**Requirement**. Print each entry in full, word for word, with no pictures in the result.

<<<<

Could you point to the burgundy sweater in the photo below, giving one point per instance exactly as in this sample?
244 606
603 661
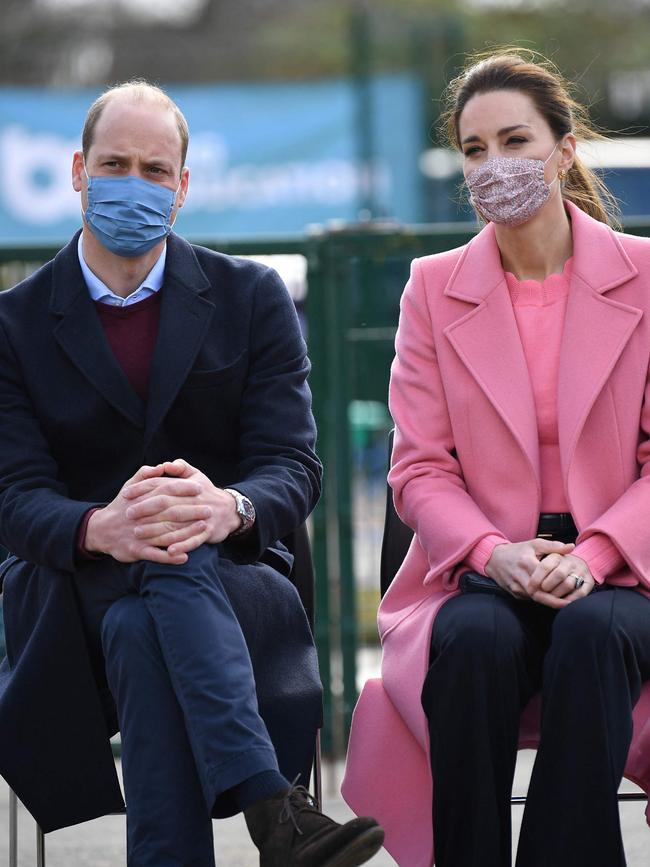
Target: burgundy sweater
131 332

>>>>

**Solution to the problem**.
Could you point to the burgundy sweater in the photo below, giving one point per instance exactly as in this sample?
244 606
603 661
Target: burgundy sweater
131 332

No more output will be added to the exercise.